Turn the stretch of data from its very beginning through the line containing "rough mask: <svg" into a numbered list, skipping any blank lines.

%%

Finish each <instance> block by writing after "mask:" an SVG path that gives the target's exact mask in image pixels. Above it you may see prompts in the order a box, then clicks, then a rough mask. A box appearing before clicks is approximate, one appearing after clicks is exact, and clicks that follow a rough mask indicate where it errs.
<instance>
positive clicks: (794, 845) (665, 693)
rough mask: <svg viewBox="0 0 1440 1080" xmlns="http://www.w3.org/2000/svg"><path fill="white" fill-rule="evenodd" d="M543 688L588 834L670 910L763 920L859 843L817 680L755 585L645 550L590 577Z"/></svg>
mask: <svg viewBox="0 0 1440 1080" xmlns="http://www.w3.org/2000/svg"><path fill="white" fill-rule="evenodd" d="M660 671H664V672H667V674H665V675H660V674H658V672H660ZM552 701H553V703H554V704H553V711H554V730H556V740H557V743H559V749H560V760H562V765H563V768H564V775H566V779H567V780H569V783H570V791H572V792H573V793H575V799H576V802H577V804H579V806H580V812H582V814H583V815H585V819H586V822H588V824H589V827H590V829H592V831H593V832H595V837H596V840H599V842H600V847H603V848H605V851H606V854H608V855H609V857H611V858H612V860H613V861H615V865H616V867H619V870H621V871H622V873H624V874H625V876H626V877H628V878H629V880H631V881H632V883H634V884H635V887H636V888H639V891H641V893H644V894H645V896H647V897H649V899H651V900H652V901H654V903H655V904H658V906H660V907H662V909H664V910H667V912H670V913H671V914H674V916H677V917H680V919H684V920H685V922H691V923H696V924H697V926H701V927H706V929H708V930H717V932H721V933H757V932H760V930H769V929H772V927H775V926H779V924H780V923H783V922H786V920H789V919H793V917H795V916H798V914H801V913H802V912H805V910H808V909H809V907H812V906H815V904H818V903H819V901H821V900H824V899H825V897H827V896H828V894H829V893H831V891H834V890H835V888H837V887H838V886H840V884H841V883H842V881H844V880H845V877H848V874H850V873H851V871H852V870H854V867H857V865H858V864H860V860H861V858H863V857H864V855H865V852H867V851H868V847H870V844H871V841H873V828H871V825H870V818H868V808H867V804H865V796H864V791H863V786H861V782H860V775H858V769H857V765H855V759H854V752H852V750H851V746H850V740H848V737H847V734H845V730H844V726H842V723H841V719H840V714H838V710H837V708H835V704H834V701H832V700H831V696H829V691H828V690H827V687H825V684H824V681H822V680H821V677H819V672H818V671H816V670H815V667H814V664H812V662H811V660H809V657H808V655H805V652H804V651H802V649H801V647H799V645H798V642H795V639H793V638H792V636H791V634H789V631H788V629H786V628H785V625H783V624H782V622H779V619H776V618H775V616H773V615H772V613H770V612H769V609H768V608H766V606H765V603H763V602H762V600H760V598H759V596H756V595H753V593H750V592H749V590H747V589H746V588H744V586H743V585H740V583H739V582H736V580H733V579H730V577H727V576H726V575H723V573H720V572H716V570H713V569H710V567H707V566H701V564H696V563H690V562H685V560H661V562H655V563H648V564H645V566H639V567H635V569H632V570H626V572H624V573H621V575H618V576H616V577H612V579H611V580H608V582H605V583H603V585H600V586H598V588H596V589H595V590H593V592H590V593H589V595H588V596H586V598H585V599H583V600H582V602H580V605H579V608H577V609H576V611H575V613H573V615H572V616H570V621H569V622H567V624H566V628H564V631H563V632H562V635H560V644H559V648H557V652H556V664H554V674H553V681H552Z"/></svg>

%%

- **Expected answer**
1. Finish each <instance> block by writing after "mask:" an SVG path that gives the target's exact mask in image pixels. Above it you may see prompts in the order a box, then clicks, then a rough mask. A box appearing before clicks is approximate, one appearing after clicks is exact, and clicks that follow a rough mask indicate where it errs.
2. <instance>
3. positive clicks: (794, 845) (665, 693)
4. rough mask: <svg viewBox="0 0 1440 1080" xmlns="http://www.w3.org/2000/svg"><path fill="white" fill-rule="evenodd" d="M543 688L588 834L670 910L763 920L859 843L817 680L755 585L645 550L590 577Z"/></svg>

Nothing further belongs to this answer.